**Problem to solve**
Update the material by replacing "photo" with "image" wherever it occurs and keep everything else unchanged. Leave the pictures out of your answer.

[Location identification items]
________________________________________

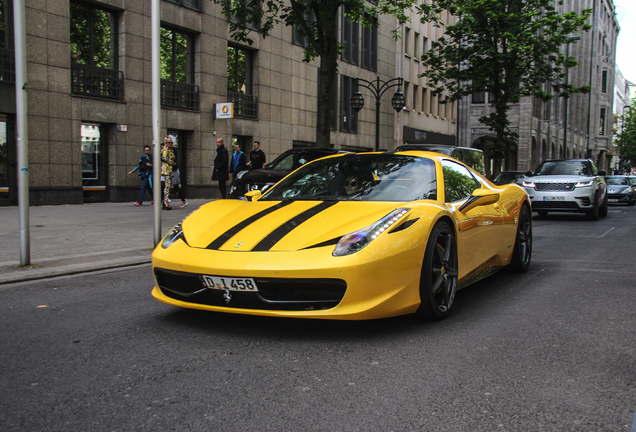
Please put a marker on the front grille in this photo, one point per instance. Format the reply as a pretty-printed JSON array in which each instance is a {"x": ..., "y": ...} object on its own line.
[
  {"x": 273, "y": 294},
  {"x": 554, "y": 186}
]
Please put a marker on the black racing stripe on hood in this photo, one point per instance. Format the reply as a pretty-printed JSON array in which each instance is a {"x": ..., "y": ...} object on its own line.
[
  {"x": 223, "y": 238},
  {"x": 275, "y": 236}
]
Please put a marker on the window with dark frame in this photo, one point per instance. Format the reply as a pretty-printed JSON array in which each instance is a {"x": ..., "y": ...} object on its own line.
[
  {"x": 348, "y": 116},
  {"x": 190, "y": 4},
  {"x": 350, "y": 40},
  {"x": 240, "y": 66},
  {"x": 94, "y": 52},
  {"x": 370, "y": 47},
  {"x": 177, "y": 69}
]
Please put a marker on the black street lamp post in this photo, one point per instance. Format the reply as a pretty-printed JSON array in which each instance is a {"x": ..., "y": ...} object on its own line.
[
  {"x": 620, "y": 144},
  {"x": 378, "y": 88}
]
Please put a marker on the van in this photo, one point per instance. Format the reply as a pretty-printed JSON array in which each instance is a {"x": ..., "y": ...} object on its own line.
[{"x": 472, "y": 157}]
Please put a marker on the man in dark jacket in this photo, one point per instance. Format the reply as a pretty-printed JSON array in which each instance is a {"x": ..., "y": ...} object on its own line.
[
  {"x": 144, "y": 166},
  {"x": 220, "y": 169},
  {"x": 257, "y": 157},
  {"x": 238, "y": 161}
]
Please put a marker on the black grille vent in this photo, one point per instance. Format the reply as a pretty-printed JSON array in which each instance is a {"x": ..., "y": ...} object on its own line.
[
  {"x": 554, "y": 186},
  {"x": 273, "y": 294}
]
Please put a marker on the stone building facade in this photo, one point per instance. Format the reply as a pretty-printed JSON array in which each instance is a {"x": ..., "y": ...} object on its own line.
[
  {"x": 89, "y": 65},
  {"x": 545, "y": 132}
]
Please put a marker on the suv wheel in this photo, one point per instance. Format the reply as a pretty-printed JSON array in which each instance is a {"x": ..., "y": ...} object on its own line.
[{"x": 594, "y": 213}]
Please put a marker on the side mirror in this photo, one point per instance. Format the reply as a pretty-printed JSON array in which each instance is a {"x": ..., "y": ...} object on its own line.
[
  {"x": 478, "y": 198},
  {"x": 253, "y": 195}
]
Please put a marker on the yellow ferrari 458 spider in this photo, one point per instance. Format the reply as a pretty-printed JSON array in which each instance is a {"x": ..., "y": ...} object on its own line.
[{"x": 349, "y": 236}]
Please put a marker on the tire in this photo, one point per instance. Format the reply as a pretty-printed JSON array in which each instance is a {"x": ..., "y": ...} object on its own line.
[
  {"x": 603, "y": 211},
  {"x": 594, "y": 213},
  {"x": 438, "y": 281},
  {"x": 522, "y": 252}
]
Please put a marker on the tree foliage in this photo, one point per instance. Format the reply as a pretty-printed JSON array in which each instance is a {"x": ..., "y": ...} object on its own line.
[
  {"x": 317, "y": 21},
  {"x": 508, "y": 48},
  {"x": 627, "y": 140}
]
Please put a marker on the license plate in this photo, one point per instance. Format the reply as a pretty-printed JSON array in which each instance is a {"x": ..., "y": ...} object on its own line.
[{"x": 230, "y": 284}]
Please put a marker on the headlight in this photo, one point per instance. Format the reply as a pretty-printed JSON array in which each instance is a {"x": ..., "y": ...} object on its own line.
[
  {"x": 357, "y": 240},
  {"x": 175, "y": 234}
]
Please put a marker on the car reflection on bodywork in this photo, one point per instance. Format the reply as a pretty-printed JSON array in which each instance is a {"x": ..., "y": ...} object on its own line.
[{"x": 273, "y": 172}]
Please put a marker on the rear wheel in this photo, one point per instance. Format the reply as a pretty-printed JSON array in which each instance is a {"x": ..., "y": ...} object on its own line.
[
  {"x": 438, "y": 281},
  {"x": 522, "y": 252},
  {"x": 594, "y": 213}
]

________________________________________

**Exercise output**
Please put a marker on the front grille in this image, one point per instance. Format the reply as a pretty-printed JSON array in which each instance is a {"x": ..., "y": ...} object on its own line.
[
  {"x": 273, "y": 294},
  {"x": 554, "y": 186}
]
Please put a marker on the black racing stripe on hood in this image, one point per instance. Format the reply as a pretty-printed JSON array in which each instance is a {"x": ..., "y": ...} object on its own line.
[
  {"x": 223, "y": 238},
  {"x": 275, "y": 236}
]
Please put a marker on the window with dark frame in this image, one point per instance. Format the reply as a pretty-printed JSON array in which each instance is a {"x": ..., "y": ...} object on its own line.
[
  {"x": 348, "y": 116},
  {"x": 190, "y": 4},
  {"x": 350, "y": 40},
  {"x": 240, "y": 66},
  {"x": 94, "y": 52},
  {"x": 370, "y": 47},
  {"x": 177, "y": 69}
]
Please put a marker on the black street lamp post in this image, one point per instance. Format the reply as a pretty-printed JSON array in which each instance is a {"x": ..., "y": ...} object on its own line.
[
  {"x": 620, "y": 144},
  {"x": 378, "y": 88}
]
Please put a marker on the van in this image, one point per instance. Format the reply as a pretty-printed JSON array in which each instance is a {"x": ..., "y": ...} object on its own line.
[{"x": 472, "y": 157}]
Please put a marker on the man in dark jacket in this image, one point per instance. Format the reply as a pretty-printed JSON array in which each instance is a {"x": ..., "y": ...} object on its own line.
[
  {"x": 144, "y": 166},
  {"x": 220, "y": 169},
  {"x": 257, "y": 157},
  {"x": 238, "y": 161}
]
Please put a marker on the black grille vent in this image, one point per instance. Format the reply as a pretty-printed JSON array in which each instance is a {"x": ..., "y": ...} object on its own line.
[
  {"x": 554, "y": 186},
  {"x": 273, "y": 294}
]
Please put a marker on the stone building facade in this image, one point per instance. Format the reply as a pretty-printed JSON array in which each instance is a {"x": ..., "y": ...} object on its own line.
[
  {"x": 89, "y": 65},
  {"x": 545, "y": 132}
]
Please put a marker on the suv wheel in this image, one point per instance. Format the reply as a pretty-printed JSON array in which each instance is a {"x": ..., "y": ...} object on its own line.
[{"x": 594, "y": 213}]
Please put a marker on the side mirror in this image, one point per instance. Format the reply as a pretty-printed JSON array in which each instance is a {"x": ..., "y": ...} object on its own line.
[
  {"x": 478, "y": 198},
  {"x": 253, "y": 195}
]
Please put a marker on the yellow ferrari 458 spider in this image, one point per instance. Format the reply as a pretty-printed JSON array in which each instance is a {"x": ..., "y": ...} object on its own line.
[{"x": 349, "y": 236}]
Please put a marker on the tire in this image, one point per instance. Format the reply as a pretty-printed JSON array in which each instance is a {"x": ..., "y": ...} object on its own line.
[
  {"x": 603, "y": 211},
  {"x": 594, "y": 213},
  {"x": 438, "y": 281},
  {"x": 522, "y": 252}
]
Please put a marker on the tree foliage in this image, one point per instance. Format the reply as a pretty-printed JSON array in which each instance is a {"x": ..., "y": ...} object on its own line.
[
  {"x": 317, "y": 21},
  {"x": 508, "y": 48},
  {"x": 627, "y": 140}
]
Please put a marker on the license plate in this image, one point per instance. Format the reply as a pretty-printed JSON array in which each instance is a {"x": ..., "y": ...} object on its own line.
[{"x": 230, "y": 284}]
Please put a marker on the headlight in this image, one point per instance. Format the reply as a pretty-printed JSON array in which each instance is a {"x": ..., "y": ...} object on its own line.
[
  {"x": 357, "y": 240},
  {"x": 175, "y": 234}
]
Please put a marker on the car reflection on bodywork in this image, one point per instance. Format the reply as a pretty-printed JSON array in which each instance is a {"x": ..., "y": ...} object on its own line.
[{"x": 273, "y": 172}]
Please put a marker on the rear wheel in this image, one point per instance. Format the reply as a pretty-printed JSON array in which each instance is a {"x": ..., "y": ...} object on its own line.
[
  {"x": 438, "y": 281},
  {"x": 522, "y": 252},
  {"x": 594, "y": 213}
]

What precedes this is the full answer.